** Work instruction **
Copy everything in the blog post below from "So on a totally" down to "a comforting thought.", swapping "hpat" for "entrance exam" wherever it occurs.

** Selected passage **
Segment Open
Sorry for taking this long to post but my parental units felt the need to withdraw my internet privileges as they thought it was ‘interfering’ with my study. All i can say to that is ‘WT fuck??’, but thankfully The broadband modem and I are now happily reacquainted = D
soo..anybody else fall victim to the delusion that revision seminars are the solution to all? just yesterday i sacrificed an entire saturday in the name of chemistry revision in ucc(pretty pricey revision at 5oeuro!). Not really sure what i’d expected but it wasn’t what i got. Basicly we were presented a chemistry book,slightly smaller and less ‘waffly’ then our actual book but a fairly hefty read nonetheless. We then spent six friggin hours going through that book! I will concede that the lecturer was fairly proficcient in the art of pretending to be an electron(did you know that they’re all scottish??) but aside from that it just seemed like exactly what any chemistry teacher would be doing with their class in may except crammed into one VERY long yawn inspiring day. Maybe other people found it helpful,and i’m open to criticism. leave a comment if you were there and think i’m just being a cynical biatch,oh and if you were there, I was the girl sitting with the infamous SIMON,lol.
SO enough about that,and on to bane of my existence right now..PRES. Normally I am the most layed back person around,infact i’m practicly horizontal, but i live in fear that my loveably chilled out dispositon won’t last the next few weeks of general ‘freak-out-ness’. The pres are approximately…well i have no idea when they are,but they’re soon and i should probabley be studying for them like everyone else. I however have been reminded of this fact so very many times that my natural teenage rebllious instinct has kicked in and has revoked my ability to study for more then half an hour at a time. Not the kind of thing someone hoping for medicine should be doing,or not doing as the case may be, you’re probabley thinking and you’re totally right. So basicly,PLEASE STOP GIVING OUT TO ME EVERYONE. I’m directing that particularly at certain classmates(you know who you are!). If worst comes to worst i can always stick to the golden phrase “it’s not like they matter anyway”,i really hope that works as well for the l.c pres as it did for my j.c ones.Nothing beats a good excuse afterall,except maybe a leather suit..(fotc joke,hehe…)
So on a totally and depressingly related note, the hpat is right smack band in the middle of my pres. sad,eh? This sucks worse then beta decay since the hpat actually matters,so hopefully i won’t succumb to pre fever and be a nervous wreck that weekend. I think that my school might secretly conspiring against me cos they want me to have to repeat so they can have me for a whole year more. Not likely,i know,but it’s a comforting thought.
I should probabley be doing some homework/study right about now but i think i’m gonna end this here and go watch full metal alchemist and pretend i’m in fifth year(you should try it,it’s a nice feeling!).
p.s. I miss having a life!
3 thoughts on “Revision Seminars, Pres, HPAT….Social Life??”
If it helps I acomplished nothing this weekend. There I was friday night saying ooh il take tonight off and in the morning I will do an English essay for starters. Then later a German comprehesion and learn the notes for a few Irish poems. Well as the day went on nothing got done and I was pretty angry with my inability to focus. That night I said its ok tomorrow will be grand. Todays tomorrow and its not :/
Im starting to realise I get much more done when I promise myself nothing, that way I wont get strung up on the whole I just wasted 10 hours thing. Arghhhhh…. and at the same time im saying to myself you really need to get going soon or bye bye any chance of a good leaving cert. It recks your head so much you feel like doing nothing!! So what im really saying is your not alone in lc woes as you probly know? I dont know.
Segment Closed
** Entries provided **
Segment Open
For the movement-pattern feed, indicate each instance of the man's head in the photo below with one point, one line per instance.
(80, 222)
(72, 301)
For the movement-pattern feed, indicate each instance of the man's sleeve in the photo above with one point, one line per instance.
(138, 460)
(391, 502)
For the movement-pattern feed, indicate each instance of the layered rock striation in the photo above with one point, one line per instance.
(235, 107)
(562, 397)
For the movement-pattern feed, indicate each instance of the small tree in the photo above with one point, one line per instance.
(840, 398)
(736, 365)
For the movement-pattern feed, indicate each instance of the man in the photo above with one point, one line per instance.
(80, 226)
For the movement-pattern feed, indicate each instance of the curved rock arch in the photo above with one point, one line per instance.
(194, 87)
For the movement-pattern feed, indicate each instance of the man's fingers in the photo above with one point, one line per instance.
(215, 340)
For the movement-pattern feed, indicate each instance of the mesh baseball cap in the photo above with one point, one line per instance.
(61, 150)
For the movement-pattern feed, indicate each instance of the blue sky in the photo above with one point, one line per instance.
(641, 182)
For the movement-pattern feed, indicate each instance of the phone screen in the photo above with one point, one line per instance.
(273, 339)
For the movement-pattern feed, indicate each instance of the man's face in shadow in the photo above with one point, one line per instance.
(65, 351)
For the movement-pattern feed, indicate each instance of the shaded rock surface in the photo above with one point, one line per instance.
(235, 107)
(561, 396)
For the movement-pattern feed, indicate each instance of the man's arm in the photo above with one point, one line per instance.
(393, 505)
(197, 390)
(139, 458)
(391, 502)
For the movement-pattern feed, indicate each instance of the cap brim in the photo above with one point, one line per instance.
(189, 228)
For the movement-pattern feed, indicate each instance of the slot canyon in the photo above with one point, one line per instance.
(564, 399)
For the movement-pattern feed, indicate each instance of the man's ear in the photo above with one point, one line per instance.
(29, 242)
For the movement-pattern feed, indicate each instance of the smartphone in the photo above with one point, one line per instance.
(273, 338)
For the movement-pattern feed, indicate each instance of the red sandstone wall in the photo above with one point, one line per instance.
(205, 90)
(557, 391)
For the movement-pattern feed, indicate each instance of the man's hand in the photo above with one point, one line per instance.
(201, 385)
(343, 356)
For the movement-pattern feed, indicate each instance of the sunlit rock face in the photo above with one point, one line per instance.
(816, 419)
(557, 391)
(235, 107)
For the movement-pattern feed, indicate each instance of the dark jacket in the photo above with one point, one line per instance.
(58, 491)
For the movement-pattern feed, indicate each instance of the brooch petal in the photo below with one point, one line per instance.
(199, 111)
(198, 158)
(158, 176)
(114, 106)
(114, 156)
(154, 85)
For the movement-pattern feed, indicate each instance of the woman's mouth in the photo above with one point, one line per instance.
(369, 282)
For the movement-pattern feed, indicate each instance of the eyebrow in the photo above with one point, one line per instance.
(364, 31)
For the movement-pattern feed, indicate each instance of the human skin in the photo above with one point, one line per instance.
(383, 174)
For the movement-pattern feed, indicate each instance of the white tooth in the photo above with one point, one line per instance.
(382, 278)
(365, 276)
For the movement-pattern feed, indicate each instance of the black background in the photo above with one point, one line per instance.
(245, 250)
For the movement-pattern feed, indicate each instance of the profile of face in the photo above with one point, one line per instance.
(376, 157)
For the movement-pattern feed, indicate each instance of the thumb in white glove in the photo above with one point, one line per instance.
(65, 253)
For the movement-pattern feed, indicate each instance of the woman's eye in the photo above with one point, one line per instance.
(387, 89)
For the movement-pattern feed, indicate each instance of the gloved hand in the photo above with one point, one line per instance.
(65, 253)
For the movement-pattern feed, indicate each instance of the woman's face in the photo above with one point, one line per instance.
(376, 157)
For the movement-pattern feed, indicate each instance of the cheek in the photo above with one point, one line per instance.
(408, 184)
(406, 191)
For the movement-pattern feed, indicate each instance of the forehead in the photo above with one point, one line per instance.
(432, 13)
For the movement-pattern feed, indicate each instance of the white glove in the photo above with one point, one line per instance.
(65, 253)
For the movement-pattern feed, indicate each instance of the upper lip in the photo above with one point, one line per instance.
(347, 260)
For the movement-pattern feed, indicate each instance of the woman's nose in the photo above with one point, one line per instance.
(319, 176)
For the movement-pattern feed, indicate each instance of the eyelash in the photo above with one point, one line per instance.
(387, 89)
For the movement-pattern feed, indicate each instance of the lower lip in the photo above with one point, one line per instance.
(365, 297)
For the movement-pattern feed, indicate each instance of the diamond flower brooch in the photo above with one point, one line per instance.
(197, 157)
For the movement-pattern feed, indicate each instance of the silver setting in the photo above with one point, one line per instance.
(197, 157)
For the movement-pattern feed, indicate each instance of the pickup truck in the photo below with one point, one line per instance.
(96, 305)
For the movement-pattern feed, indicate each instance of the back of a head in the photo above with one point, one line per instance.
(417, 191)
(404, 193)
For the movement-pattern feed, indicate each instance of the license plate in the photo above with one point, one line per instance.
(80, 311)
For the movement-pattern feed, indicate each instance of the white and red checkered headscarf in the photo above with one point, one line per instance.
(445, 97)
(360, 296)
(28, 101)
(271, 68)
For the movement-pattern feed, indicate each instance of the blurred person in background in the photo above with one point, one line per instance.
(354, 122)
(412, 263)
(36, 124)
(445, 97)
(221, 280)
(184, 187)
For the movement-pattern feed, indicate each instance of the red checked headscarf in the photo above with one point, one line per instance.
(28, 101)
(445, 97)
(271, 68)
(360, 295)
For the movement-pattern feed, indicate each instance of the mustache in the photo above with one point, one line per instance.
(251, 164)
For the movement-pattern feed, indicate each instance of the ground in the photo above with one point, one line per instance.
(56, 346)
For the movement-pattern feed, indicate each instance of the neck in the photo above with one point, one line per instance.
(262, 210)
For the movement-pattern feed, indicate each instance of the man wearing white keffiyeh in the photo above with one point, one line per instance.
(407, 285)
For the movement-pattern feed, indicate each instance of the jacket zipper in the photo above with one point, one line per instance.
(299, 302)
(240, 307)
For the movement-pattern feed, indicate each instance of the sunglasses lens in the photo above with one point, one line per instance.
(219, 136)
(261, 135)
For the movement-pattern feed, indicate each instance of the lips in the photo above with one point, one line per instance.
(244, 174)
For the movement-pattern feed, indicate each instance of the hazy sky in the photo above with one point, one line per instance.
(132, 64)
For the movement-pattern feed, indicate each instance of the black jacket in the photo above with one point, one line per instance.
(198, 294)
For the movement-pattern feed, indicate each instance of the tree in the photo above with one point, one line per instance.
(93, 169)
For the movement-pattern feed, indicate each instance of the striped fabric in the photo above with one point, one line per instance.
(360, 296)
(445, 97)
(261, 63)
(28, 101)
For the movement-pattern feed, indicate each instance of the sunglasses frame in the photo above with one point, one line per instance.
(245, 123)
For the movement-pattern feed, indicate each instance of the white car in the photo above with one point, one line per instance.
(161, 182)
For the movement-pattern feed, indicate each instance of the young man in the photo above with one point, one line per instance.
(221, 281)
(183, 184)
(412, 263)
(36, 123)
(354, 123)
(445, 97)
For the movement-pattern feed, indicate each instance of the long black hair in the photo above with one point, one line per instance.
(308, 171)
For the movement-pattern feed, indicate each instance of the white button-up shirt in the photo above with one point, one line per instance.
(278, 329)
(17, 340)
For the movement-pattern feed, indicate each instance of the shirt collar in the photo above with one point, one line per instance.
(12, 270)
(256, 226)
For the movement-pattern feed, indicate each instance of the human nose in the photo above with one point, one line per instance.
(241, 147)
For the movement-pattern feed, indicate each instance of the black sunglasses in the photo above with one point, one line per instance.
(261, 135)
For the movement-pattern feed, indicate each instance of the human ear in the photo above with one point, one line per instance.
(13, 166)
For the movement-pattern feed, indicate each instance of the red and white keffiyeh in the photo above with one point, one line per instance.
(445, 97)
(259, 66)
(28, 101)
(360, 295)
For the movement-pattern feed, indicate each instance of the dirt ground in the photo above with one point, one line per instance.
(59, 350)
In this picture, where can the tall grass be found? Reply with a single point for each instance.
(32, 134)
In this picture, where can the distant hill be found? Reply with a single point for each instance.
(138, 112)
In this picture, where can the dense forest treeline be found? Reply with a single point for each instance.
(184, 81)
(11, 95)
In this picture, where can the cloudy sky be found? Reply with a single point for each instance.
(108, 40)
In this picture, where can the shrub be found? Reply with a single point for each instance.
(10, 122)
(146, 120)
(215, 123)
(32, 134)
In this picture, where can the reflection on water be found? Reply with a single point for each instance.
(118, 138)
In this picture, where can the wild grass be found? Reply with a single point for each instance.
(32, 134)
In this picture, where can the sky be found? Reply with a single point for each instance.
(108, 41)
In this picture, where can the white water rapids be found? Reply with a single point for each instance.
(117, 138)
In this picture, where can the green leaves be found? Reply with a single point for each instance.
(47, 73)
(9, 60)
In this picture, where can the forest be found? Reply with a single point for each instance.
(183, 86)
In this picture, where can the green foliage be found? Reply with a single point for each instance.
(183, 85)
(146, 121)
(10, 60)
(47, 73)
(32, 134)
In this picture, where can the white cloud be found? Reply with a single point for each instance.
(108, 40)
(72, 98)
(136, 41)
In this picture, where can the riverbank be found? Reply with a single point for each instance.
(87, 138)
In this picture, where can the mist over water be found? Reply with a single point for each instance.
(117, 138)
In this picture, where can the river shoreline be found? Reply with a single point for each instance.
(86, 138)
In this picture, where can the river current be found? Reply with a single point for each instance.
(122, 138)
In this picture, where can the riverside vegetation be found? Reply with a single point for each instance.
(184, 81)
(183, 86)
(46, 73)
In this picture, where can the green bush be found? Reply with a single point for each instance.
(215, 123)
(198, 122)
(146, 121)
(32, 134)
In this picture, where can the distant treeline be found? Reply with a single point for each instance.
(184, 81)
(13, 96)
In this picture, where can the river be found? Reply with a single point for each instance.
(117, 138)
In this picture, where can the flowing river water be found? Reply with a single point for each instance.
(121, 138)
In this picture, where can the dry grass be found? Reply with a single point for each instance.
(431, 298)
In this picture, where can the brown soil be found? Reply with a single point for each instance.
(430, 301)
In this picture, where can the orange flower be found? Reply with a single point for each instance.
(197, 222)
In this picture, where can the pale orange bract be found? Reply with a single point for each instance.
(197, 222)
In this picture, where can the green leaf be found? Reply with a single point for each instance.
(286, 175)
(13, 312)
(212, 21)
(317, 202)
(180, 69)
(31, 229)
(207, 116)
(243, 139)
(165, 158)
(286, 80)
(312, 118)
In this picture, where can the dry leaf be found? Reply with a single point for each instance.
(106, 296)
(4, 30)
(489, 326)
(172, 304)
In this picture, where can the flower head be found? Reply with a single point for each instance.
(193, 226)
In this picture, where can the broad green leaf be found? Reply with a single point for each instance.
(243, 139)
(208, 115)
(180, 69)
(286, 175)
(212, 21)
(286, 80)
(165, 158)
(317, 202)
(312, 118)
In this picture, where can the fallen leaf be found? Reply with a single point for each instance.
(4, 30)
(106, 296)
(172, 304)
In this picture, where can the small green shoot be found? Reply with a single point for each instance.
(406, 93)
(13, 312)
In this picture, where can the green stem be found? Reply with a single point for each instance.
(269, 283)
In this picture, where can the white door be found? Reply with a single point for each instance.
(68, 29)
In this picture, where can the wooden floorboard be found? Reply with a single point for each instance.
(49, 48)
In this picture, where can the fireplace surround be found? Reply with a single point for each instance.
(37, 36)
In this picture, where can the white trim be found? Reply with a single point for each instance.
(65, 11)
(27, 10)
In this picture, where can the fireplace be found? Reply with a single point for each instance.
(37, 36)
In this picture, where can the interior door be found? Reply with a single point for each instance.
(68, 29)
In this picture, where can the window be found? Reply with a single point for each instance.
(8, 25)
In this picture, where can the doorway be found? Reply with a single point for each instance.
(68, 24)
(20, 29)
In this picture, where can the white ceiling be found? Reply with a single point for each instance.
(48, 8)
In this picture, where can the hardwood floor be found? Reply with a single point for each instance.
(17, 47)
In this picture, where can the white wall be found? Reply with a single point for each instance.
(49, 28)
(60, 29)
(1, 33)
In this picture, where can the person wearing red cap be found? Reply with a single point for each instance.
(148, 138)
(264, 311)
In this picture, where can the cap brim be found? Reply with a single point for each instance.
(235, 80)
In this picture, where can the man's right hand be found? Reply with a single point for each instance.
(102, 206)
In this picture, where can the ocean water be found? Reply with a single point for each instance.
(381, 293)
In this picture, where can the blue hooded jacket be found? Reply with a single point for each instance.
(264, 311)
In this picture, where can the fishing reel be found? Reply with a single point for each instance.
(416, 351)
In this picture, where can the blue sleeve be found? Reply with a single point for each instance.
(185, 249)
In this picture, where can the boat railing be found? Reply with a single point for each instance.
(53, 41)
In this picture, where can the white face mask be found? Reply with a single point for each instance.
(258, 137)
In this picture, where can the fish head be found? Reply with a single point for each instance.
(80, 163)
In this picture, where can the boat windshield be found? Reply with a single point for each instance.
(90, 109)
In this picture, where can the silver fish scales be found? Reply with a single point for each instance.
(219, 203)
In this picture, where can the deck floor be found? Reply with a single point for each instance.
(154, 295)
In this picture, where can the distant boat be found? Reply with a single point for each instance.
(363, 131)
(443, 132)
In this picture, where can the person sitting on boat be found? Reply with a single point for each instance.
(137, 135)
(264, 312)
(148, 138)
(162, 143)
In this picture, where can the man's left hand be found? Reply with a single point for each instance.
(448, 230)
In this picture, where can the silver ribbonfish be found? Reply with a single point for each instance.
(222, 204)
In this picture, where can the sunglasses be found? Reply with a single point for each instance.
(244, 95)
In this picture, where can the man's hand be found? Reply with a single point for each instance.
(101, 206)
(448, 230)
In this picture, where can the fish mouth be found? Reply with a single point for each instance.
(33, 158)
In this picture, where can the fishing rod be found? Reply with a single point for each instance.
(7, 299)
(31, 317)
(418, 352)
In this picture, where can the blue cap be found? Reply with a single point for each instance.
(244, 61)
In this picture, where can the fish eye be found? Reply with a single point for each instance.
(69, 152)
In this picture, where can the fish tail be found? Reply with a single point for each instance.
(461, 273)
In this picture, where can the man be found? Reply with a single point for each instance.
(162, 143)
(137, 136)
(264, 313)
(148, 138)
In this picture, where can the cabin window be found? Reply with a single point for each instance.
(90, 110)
Segment Closed
** Answer **
So on a totally and depressingly related note, the entrance exam is right smack band in the middle of my pres. sad,eh? This sucks worse then beta decay since the entrance exam actually matters,so hopefully i won’t succumb to pre fever and be a nervous wreck that weekend. I think that my school might secretly conspiring against me cos they want me to have to repeat so they can have me for a whole year more. Not likely,i know,but it’s a comforting thought.